- _What is required_: The answer is to be the full listing, unchanged in every line.
*** Opening of Material to process ***
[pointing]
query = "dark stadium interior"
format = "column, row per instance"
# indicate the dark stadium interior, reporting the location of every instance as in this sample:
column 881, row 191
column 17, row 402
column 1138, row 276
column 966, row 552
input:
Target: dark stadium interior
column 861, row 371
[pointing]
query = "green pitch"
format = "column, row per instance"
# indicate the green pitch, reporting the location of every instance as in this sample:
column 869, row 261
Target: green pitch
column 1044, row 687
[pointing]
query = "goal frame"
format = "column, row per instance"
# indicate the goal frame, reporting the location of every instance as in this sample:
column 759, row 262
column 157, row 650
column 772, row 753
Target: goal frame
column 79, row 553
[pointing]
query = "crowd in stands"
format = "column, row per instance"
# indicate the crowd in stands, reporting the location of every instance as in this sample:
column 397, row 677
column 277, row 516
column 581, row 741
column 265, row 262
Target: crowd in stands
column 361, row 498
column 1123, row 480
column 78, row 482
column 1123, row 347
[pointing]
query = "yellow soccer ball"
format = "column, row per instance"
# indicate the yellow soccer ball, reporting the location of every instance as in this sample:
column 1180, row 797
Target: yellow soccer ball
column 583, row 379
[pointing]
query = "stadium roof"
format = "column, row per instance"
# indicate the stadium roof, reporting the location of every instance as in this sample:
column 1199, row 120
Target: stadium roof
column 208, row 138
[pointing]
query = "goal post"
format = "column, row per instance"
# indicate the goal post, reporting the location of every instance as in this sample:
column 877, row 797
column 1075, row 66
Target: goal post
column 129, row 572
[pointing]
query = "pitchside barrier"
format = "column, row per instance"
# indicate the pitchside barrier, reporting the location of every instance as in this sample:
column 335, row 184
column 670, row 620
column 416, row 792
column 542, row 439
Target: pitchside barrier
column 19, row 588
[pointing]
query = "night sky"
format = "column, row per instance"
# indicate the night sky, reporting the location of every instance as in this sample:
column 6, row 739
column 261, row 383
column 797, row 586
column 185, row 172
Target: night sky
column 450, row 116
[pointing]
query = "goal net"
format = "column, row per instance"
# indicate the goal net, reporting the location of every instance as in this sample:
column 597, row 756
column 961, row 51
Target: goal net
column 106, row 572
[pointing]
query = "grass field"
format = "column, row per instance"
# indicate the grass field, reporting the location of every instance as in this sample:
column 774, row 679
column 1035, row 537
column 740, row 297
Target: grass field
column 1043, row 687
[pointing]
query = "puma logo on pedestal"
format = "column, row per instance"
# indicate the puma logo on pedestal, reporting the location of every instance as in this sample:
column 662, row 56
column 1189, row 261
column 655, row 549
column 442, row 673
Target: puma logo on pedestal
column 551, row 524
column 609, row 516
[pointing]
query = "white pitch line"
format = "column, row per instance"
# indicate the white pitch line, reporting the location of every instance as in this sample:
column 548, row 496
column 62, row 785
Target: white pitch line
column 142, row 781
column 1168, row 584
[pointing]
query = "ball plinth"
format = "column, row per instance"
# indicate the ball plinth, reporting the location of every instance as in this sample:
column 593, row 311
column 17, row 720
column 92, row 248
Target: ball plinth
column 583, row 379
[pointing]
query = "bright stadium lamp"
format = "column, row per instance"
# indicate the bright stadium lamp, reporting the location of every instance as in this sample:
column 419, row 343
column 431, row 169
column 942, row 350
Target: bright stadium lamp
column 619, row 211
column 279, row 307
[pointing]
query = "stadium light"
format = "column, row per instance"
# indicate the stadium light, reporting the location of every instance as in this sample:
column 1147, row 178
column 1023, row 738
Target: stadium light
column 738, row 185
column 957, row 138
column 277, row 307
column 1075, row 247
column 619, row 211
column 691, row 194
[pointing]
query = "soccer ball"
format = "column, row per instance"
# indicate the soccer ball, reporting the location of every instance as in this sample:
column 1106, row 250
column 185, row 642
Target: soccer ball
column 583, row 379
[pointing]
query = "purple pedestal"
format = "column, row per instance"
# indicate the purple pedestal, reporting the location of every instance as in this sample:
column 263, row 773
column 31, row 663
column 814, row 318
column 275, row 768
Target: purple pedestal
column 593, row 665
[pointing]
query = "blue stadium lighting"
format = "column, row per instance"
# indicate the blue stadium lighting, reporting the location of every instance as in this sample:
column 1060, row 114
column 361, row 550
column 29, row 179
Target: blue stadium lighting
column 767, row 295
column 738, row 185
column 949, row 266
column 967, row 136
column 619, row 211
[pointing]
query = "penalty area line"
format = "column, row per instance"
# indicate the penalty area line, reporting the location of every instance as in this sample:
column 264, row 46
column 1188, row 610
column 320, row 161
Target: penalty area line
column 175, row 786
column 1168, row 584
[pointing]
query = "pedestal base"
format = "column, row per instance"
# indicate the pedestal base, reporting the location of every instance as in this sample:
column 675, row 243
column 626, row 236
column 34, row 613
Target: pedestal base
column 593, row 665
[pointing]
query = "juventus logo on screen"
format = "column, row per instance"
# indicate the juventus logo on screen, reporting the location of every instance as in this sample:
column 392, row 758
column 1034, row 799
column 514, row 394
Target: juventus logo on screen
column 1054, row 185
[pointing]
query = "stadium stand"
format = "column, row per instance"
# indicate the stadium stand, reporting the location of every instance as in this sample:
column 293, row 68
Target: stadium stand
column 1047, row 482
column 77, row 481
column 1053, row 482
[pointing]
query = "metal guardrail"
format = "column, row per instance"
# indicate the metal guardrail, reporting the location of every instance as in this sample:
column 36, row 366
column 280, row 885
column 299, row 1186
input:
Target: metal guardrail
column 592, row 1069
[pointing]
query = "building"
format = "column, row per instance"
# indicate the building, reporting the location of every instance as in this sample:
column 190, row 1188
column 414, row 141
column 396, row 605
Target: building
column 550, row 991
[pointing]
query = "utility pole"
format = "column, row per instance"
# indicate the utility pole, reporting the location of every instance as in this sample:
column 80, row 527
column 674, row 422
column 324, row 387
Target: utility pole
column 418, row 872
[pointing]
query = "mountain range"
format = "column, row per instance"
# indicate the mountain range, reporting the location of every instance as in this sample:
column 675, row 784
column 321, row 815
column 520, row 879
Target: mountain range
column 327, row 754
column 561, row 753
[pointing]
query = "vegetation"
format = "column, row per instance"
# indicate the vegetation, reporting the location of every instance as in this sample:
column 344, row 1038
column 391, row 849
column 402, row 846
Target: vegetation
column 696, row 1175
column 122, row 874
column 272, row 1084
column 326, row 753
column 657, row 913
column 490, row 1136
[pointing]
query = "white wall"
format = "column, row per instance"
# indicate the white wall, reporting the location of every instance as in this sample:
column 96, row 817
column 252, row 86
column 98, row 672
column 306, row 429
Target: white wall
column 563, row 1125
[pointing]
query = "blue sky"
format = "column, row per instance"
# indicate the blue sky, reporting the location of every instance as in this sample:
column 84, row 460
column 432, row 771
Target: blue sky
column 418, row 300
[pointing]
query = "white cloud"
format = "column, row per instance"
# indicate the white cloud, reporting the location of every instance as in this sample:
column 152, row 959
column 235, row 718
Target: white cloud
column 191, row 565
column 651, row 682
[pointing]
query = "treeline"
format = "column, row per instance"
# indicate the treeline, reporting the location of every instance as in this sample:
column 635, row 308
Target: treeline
*** Close of Material to process ***
- _Solution below_:
[pointing]
query = "dark stadium interior"
format = "column, row per instance"
# indicate the dark stadium interior, reporting the location of every instance as in this sample:
column 881, row 191
column 17, row 402
column 1138, row 276
column 966, row 552
input:
Target: dark stadium interior
column 861, row 371
[pointing]
query = "green pitch"
format = "column, row per instance"
# indicate the green pitch, reporting the location of every instance as in this sample:
column 869, row 261
Target: green pitch
column 1044, row 687
[pointing]
query = "goal frame"
format = "column, row per instance"
# indicate the goal frame, reporting the location of every instance as in this sample:
column 759, row 262
column 157, row 650
column 772, row 753
Target: goal frame
column 79, row 553
[pointing]
query = "crowd in stands"
format = "column, row per instance"
# indicate the crowd in stands, reporting the location of every instance as in this sample:
column 397, row 677
column 277, row 516
column 581, row 741
column 265, row 262
Target: crowd in stands
column 361, row 498
column 1123, row 480
column 78, row 482
column 1123, row 347
[pointing]
query = "yellow soccer ball"
format = "column, row per instance"
# indicate the yellow soccer ball, reporting the location of every instance as in this sample:
column 1180, row 797
Target: yellow soccer ball
column 583, row 379
[pointing]
query = "stadium roof"
format = "column, row per instance"
# indicate the stadium roof, reporting the location of every instance as in this sample:
column 1199, row 120
Target: stadium roof
column 208, row 138
[pointing]
query = "goal post"
format = "column, row per instance"
# indicate the goal post, reporting the location of every instance as in this sample:
column 877, row 797
column 1075, row 66
Target: goal post
column 129, row 572
[pointing]
query = "pitchside barrier"
format = "column, row per instance"
# indicate the pitchside barrier, reporting the location of every instance as in this sample:
column 335, row 184
column 670, row 620
column 416, row 792
column 542, row 439
Target: pitchside barrier
column 19, row 588
[pointing]
query = "night sky"
format = "column, row per instance"
# indicate the night sky, reporting the location of every instance as in this sample:
column 6, row 739
column 261, row 383
column 797, row 586
column 185, row 172
Target: night sky
column 450, row 116
[pointing]
query = "goal net"
format = "column, row per instance"
# indicate the goal net, reporting the location of every instance as in this sample:
column 597, row 756
column 961, row 51
Target: goal net
column 106, row 572
[pointing]
query = "grass field"
format = "column, row per instance"
# indicate the grass field, reporting the location of every instance as in this sample:
column 774, row 679
column 1035, row 537
column 740, row 297
Target: grass field
column 1043, row 687
[pointing]
query = "puma logo on pedestal"
format = "column, row per instance"
# indicate the puma logo on pedestal, reporting the location of every instance as in this sample:
column 662, row 56
column 1189, row 261
column 655, row 549
column 442, row 673
Target: puma logo on pedestal
column 551, row 524
column 609, row 516
[pointing]
query = "white pitch line"
format = "column, row per instance"
# indicate the white pitch line, reporting the location of every instance as in this sample:
column 548, row 496
column 62, row 785
Target: white pitch line
column 142, row 781
column 1168, row 584
[pointing]
query = "ball plinth"
format = "column, row per instance"
# indicate the ball plinth, reporting the location of every instance as in this sample:
column 593, row 311
column 17, row 720
column 92, row 248
Target: ball plinth
column 583, row 379
[pointing]
query = "bright stadium lamp"
format = "column, row per instance"
# indicate the bright stadium lamp, reporting the location of every instance as in this sample:
column 419, row 343
column 431, row 169
column 942, row 350
Target: bright stadium lamp
column 619, row 211
column 279, row 307
[pointing]
query = "stadium light"
format = "column, row per instance"
# indicate the stadium light, reporting the location of every instance as in this sample:
column 1147, row 178
column 1023, row 738
Target: stadium light
column 738, row 185
column 957, row 138
column 277, row 307
column 1075, row 247
column 619, row 211
column 691, row 194
[pointing]
query = "soccer ball"
format = "column, row per instance"
# indicate the soccer ball, reporting the location of every instance as in this sample:
column 1106, row 250
column 185, row 642
Target: soccer ball
column 583, row 379
[pointing]
query = "purple pedestal"
format = "column, row per instance"
# indicate the purple pedestal, reporting the location of every instance as in this sample:
column 263, row 773
column 31, row 663
column 814, row 318
column 275, row 768
Target: purple pedestal
column 593, row 665
[pointing]
query = "blue stadium lighting"
format = "column, row per instance"
# indicate the blue stadium lighting, reporting the location of every instance as in this sample:
column 1060, row 114
column 361, row 550
column 29, row 179
Target: blue stadium lighting
column 767, row 295
column 738, row 185
column 949, row 266
column 967, row 136
column 619, row 211
[pointing]
query = "penalty area line"
format = "column, row per instance"
# indicate the penalty area line, reporting the location of every instance as in this sample:
column 264, row 46
column 1188, row 610
column 320, row 161
Target: penalty area line
column 175, row 786
column 1168, row 584
[pointing]
query = "pedestal base"
format = "column, row per instance"
# indicate the pedestal base, reporting the location of every instance as in this sample:
column 675, row 243
column 626, row 236
column 34, row 613
Target: pedestal base
column 593, row 665
[pointing]
query = "juventus logo on screen"
format = "column, row per instance"
# indicate the juventus logo on screen, reporting the location of every instance as in this sample:
column 392, row 758
column 1034, row 799
column 514, row 394
Target: juventus logo on screen
column 1054, row 185
[pointing]
query = "stadium stand"
format = "column, row per instance"
# indicate the stadium stand, reporting the location of every instance as in this sample:
column 293, row 68
Target: stadium stand
column 1047, row 482
column 77, row 481
column 1053, row 482
[pointing]
query = "metal guardrail"
format = "column, row per instance"
# indicate the metal guardrail, reporting the location of every instance as in this sample:
column 36, row 366
column 280, row 885
column 299, row 1186
input:
Target: metal guardrail
column 592, row 1069
[pointing]
query = "building"
format = "column, row per instance"
# indicate the building, reporting the location of every instance as in this sample:
column 190, row 1188
column 414, row 141
column 396, row 605
Target: building
column 550, row 991
[pointing]
query = "utility pole"
format = "column, row per instance"
# indicate the utility pole, reporting the location of every instance as in this sample:
column 80, row 527
column 674, row 422
column 324, row 387
Target: utility pole
column 418, row 872
[pointing]
query = "mountain range"
format = "column, row per instance"
# indicate the mountain range, reporting the location of every instance as in this sample:
column 675, row 784
column 321, row 815
column 520, row 879
Target: mountain range
column 327, row 754
column 561, row 753
[pointing]
query = "vegetation"
format = "column, row per instance"
# indicate the vegetation, reporting the location of every instance as in this sample:
column 344, row 1038
column 391, row 849
column 402, row 846
Target: vegetation
column 696, row 1175
column 122, row 874
column 272, row 1084
column 326, row 753
column 657, row 913
column 490, row 1136
[pointing]
query = "white wall"
format = "column, row per instance"
# indicate the white wall, reporting the location of every instance as in this sample:
column 96, row 817
column 252, row 86
column 98, row 672
column 306, row 429
Target: white wall
column 563, row 1125
[pointing]
query = "blue sky"
format = "column, row per instance"
# indicate the blue sky, reporting the location of every instance as in this sample:
column 84, row 460
column 432, row 771
Target: blue sky
column 418, row 300
[pointing]
query = "white cloud"
format = "column, row per instance"
# indicate the white cloud, reporting the location of every instance as in this sample:
column 152, row 959
column 235, row 718
Target: white cloud
column 191, row 565
column 651, row 682
[pointing]
query = "treeline"
format = "column, row per instance"
# indicate the treeline, reporting the location of every instance as in this sample:
column 635, row 308
Target: treeline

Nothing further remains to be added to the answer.